Material provided:

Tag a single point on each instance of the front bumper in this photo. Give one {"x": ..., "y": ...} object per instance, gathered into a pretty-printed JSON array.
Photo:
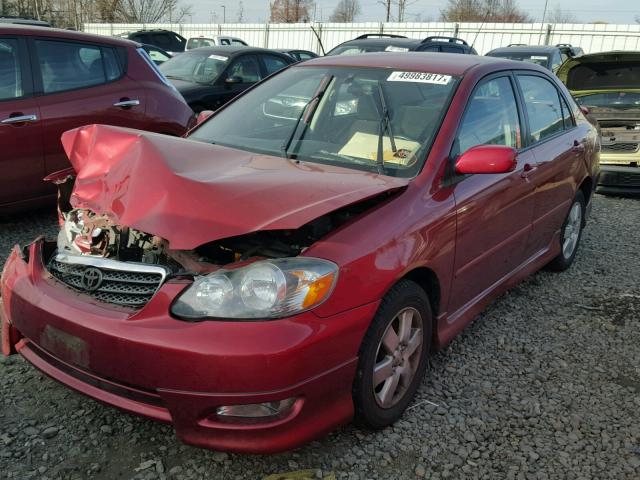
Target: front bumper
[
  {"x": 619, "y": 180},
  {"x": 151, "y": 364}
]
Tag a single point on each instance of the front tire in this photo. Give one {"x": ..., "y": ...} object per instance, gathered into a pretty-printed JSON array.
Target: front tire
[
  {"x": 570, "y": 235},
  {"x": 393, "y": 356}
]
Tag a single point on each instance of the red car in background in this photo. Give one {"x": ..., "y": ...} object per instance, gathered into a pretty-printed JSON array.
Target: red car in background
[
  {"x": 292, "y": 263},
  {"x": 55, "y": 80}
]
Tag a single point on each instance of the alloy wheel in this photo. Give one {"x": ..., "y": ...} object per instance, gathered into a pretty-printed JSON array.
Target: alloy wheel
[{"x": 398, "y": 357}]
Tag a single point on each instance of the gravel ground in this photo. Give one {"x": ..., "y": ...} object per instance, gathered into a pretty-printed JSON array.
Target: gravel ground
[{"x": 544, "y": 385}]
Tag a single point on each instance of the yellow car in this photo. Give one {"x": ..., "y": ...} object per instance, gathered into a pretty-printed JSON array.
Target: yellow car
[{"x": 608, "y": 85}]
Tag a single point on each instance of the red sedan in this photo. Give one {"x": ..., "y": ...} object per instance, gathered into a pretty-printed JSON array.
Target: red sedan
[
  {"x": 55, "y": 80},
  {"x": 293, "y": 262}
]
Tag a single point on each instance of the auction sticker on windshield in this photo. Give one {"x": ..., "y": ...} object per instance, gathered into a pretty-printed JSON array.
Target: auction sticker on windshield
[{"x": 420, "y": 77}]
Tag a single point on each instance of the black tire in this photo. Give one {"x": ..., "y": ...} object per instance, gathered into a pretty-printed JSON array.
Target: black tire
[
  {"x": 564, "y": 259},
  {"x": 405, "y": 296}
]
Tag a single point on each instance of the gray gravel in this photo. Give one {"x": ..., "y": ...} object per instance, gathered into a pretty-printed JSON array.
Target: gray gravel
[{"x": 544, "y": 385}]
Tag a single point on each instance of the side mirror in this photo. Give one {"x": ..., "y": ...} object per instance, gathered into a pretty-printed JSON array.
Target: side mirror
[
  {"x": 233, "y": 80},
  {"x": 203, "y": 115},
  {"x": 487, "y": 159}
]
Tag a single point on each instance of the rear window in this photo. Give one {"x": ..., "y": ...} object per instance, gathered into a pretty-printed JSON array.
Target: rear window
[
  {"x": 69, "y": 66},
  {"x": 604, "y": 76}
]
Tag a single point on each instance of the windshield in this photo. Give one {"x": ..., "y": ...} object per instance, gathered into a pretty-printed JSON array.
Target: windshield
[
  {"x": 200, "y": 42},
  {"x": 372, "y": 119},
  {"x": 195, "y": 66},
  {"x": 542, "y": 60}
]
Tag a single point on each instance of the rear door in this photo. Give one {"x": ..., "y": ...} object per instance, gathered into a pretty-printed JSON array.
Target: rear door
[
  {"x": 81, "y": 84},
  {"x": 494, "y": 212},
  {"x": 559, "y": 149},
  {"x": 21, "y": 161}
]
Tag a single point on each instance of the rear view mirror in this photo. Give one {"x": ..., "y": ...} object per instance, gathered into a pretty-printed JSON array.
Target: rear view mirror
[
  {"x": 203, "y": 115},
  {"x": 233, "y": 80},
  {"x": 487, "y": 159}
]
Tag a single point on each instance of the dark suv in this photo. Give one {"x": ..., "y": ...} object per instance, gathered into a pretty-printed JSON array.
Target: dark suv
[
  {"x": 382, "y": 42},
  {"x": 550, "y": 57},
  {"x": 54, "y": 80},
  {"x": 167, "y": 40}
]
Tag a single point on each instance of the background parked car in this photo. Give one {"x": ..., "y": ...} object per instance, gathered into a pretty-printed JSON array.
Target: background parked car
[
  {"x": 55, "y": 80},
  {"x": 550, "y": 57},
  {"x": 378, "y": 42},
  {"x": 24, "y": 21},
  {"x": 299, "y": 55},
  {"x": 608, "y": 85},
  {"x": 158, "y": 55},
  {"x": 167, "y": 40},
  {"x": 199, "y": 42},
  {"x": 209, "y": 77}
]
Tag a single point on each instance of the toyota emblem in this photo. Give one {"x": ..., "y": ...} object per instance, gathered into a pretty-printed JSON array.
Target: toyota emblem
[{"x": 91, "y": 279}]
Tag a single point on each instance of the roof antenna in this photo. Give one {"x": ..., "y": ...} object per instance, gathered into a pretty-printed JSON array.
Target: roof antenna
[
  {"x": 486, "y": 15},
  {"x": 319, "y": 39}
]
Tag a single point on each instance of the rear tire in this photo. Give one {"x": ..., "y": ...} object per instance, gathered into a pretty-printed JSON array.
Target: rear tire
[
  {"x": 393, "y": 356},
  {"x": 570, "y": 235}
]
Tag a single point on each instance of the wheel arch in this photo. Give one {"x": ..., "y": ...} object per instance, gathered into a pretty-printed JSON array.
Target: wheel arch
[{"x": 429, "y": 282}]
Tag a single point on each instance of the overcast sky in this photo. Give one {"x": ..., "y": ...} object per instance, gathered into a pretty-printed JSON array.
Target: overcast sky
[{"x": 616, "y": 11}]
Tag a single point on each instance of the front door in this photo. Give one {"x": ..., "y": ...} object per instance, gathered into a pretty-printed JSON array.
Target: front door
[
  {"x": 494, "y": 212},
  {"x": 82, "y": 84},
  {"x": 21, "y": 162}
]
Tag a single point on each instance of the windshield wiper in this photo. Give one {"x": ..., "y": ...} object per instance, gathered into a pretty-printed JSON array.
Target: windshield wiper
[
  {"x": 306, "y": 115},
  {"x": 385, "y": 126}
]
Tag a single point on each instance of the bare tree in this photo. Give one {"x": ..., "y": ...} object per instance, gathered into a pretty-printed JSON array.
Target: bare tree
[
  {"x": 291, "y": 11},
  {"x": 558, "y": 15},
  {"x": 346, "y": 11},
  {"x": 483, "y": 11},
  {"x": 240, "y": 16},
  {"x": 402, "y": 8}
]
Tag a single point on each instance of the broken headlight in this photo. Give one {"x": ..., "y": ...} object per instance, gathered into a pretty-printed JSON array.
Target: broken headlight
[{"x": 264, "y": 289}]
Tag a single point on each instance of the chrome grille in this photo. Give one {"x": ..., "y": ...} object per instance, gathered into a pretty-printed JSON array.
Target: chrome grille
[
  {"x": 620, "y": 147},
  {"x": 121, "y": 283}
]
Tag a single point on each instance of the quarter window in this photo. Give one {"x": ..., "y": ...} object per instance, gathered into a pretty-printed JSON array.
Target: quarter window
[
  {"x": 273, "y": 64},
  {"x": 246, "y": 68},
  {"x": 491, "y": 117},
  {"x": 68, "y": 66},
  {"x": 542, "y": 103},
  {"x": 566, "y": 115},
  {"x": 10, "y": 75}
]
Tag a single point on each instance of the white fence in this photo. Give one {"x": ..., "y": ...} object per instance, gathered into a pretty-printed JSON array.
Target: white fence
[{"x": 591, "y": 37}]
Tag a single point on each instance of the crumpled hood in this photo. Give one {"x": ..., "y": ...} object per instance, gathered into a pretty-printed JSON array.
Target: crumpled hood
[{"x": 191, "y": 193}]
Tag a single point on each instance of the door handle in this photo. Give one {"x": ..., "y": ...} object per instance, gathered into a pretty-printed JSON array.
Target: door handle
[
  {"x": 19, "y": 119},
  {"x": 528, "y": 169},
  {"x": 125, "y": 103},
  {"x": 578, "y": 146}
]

Problem requirements:
Reproduce every record above exactly, omitting the pictures.

Task solution:
Tag a single point on each instance of the front bumper in this photo. Give one {"x": ..., "y": ...} object per instance, gathered into a pretty-printed JSON array.
Photo:
Target: front bumper
[
  {"x": 619, "y": 180},
  {"x": 151, "y": 364}
]
Tag a single point on each instance of the front tire in this photo. Give one {"x": ..., "y": ...} object per instance, gathered into a pretty-printed JSON array.
Target: front tire
[
  {"x": 570, "y": 235},
  {"x": 393, "y": 356}
]
Tag a single point on each instance of the red car in background in this photo. Give one {"x": ..., "y": ...} object per instance, gathered into a pretty-printed JSON array.
Target: red car in background
[
  {"x": 292, "y": 263},
  {"x": 55, "y": 80}
]
Tag a single point on each instance of the alloy wheel in this photo. Give one {"x": ..., "y": ...} object per instance, gathered into a pretty-printed JSON array.
Target: alloy wheel
[{"x": 398, "y": 357}]
Tag a single point on each instance of the gravel ground in this photo. Give one {"x": ..., "y": ...} object per instance, gathered into a pretty-printed JSON array.
Target: gravel ground
[{"x": 544, "y": 385}]
Tag a single point on each instance of the yellow car in this photo. Give one {"x": ..., "y": ...} object per instance, gathered into a pretty-printed JSON array.
Target: yellow car
[{"x": 608, "y": 85}]
Tag a single point on each instance of the red sedan in this photo. Give one {"x": ..., "y": ...} object per instance, gathered into a pretty-printed JSON array.
Target: red sedan
[
  {"x": 55, "y": 80},
  {"x": 293, "y": 262}
]
Tag a single point on each instance of the auction sticker on windshield in this photo. Give one {"x": ..., "y": ...} object per instance, gathered into a pretty-printed JSON array.
Target: auction sticker on windshield
[{"x": 420, "y": 77}]
Tag a single point on each instance of the black tire in this photo. Give one {"x": ..., "y": ...} object per instance, gathered into a pretty-printed JSON array.
Target: black tire
[
  {"x": 564, "y": 259},
  {"x": 405, "y": 296}
]
Tag a single point on each instance of the gray gravel in this photo. Give one {"x": ..., "y": ...} object per instance, gathered into a pretty-printed JSON array.
Target: gray gravel
[{"x": 544, "y": 385}]
Tag a single point on each instance of the side mirror in this photo. Give one {"x": ..., "y": ...} object per instance, gathered into a pretty-printed JSON array.
Target: side mirror
[
  {"x": 233, "y": 80},
  {"x": 203, "y": 115},
  {"x": 487, "y": 159}
]
Tag a single point on each instance of the rear window in this photo. Give one {"x": ..., "y": ...} object per instance, gathered into a pretty-printed JSON array.
Target: rear window
[
  {"x": 69, "y": 66},
  {"x": 604, "y": 76}
]
Tag a single point on each instance of the windshield in this photo. Give one {"x": ..., "y": ...} object per instance, gathered into a pretty-printed JSON array.
Target: windshield
[
  {"x": 200, "y": 42},
  {"x": 372, "y": 119},
  {"x": 195, "y": 66},
  {"x": 542, "y": 60}
]
Tag a single point on each instance of the rear door in this photo. Give one {"x": ..., "y": ...} object per instance, gathered into a pretty-printed JSON array.
Target: rear door
[
  {"x": 81, "y": 84},
  {"x": 494, "y": 212},
  {"x": 559, "y": 149},
  {"x": 21, "y": 161}
]
Tag a single point on each instance of the rear view mirror in this photo. Give one {"x": ..., "y": ...} object per instance, gathered into a pretty-printed JSON array.
Target: rear view mirror
[
  {"x": 203, "y": 115},
  {"x": 233, "y": 80},
  {"x": 487, "y": 159}
]
Tag a single point on each instance of the dark suv in this photo. Give one {"x": ..., "y": ...} object per instance, gathered into a pretty-printed JSON array.
Target: dark suv
[
  {"x": 382, "y": 42},
  {"x": 550, "y": 57},
  {"x": 54, "y": 80},
  {"x": 167, "y": 40}
]
Tag a single point on each instance of the background parked car in this photo. Give one {"x": ..., "y": ...} object per instance, gathered into a pretty-printed JSON array.
Target: background parked car
[
  {"x": 55, "y": 80},
  {"x": 550, "y": 57},
  {"x": 378, "y": 42},
  {"x": 24, "y": 21},
  {"x": 299, "y": 55},
  {"x": 608, "y": 85},
  {"x": 158, "y": 55},
  {"x": 167, "y": 40},
  {"x": 199, "y": 42},
  {"x": 209, "y": 77}
]
Tag a single point on each instance of the toyota emblem in this photo. Give one {"x": ..., "y": ...} object per instance, gathered into a pretty-printed JSON array.
Target: toyota emblem
[{"x": 91, "y": 279}]
Tag a single point on each instance of the roof antenna in this photo. Give one {"x": ..., "y": ...} object per instance, gathered into a pretty-printed JSON array.
Target: roof antenna
[
  {"x": 486, "y": 15},
  {"x": 319, "y": 39}
]
Tag a single point on each instance of the rear tire in this photo. Give one {"x": ..., "y": ...} object per instance, gathered into a pretty-printed JSON array.
Target: rear tire
[
  {"x": 393, "y": 356},
  {"x": 570, "y": 235}
]
Tag a single point on each instance of the wheel arch in this photo. Give one {"x": ..., "y": ...} object per instance, gathered into a pretty-printed JSON array.
Target: wheel arch
[{"x": 429, "y": 282}]
Tag a single point on each instance of the overcast sky in this photo. Give one {"x": ..., "y": ...} object per instance, gathered into a pretty-printed JSON array.
Target: overcast sky
[{"x": 616, "y": 11}]
Tag a single point on each instance of the front door in this photo. Give one {"x": ..., "y": ...} object per instance, gathered into a pretty-printed JSON array.
Target: front door
[
  {"x": 494, "y": 212},
  {"x": 82, "y": 84},
  {"x": 21, "y": 162}
]
Tag a single point on each instance of the windshield wiper in this photo. Give one {"x": ..., "y": ...} object per instance, gathered into a pretty-printed JSON array.
Target: windshield wiper
[
  {"x": 306, "y": 115},
  {"x": 385, "y": 126}
]
Tag a single point on each instance of the bare tree in this photo. Give one {"x": ..., "y": ...} object per instance, gathered into a pretty-printed JSON array.
Target: bare tree
[
  {"x": 291, "y": 11},
  {"x": 558, "y": 15},
  {"x": 346, "y": 11},
  {"x": 483, "y": 11},
  {"x": 240, "y": 16},
  {"x": 402, "y": 8}
]
Tag a single point on each instance of the broken headlight in this photo. Give one {"x": ..., "y": ...} object per instance, gathered into a pretty-printed JSON array.
Target: broken headlight
[{"x": 264, "y": 289}]
Tag a single point on each instance of the chrome grille in this photo. Give one {"x": ..., "y": ...} object per instance, gathered into a pretty-printed JSON array.
Target: chrome grille
[
  {"x": 620, "y": 147},
  {"x": 121, "y": 283}
]
Tag a single point on each instance of the quarter window in this photo. Give one {"x": ..., "y": ...} object per instance, gathered into a pretty-printed JSON array.
Target: quarter window
[
  {"x": 273, "y": 64},
  {"x": 246, "y": 68},
  {"x": 491, "y": 117},
  {"x": 68, "y": 66},
  {"x": 542, "y": 103},
  {"x": 566, "y": 115},
  {"x": 10, "y": 75}
]
Tag a single point on each instance of the white fence in this photo. Give one {"x": ..., "y": ...} object per instance, gathered into a pretty-printed JSON array.
Target: white fence
[{"x": 591, "y": 37}]
Tag a single point on each instance of the crumpled hood in this photo. Give one {"x": ..., "y": ...} object per instance, gathered into a pretty-printed JSON array.
Target: crumpled hood
[{"x": 191, "y": 193}]
Tag a single point on each instance of the door handle in this photo. Give one {"x": ..., "y": ...} object per instance, gathered into a pretty-printed JSON array.
Target: door handle
[
  {"x": 19, "y": 119},
  {"x": 528, "y": 169},
  {"x": 125, "y": 103},
  {"x": 578, "y": 146}
]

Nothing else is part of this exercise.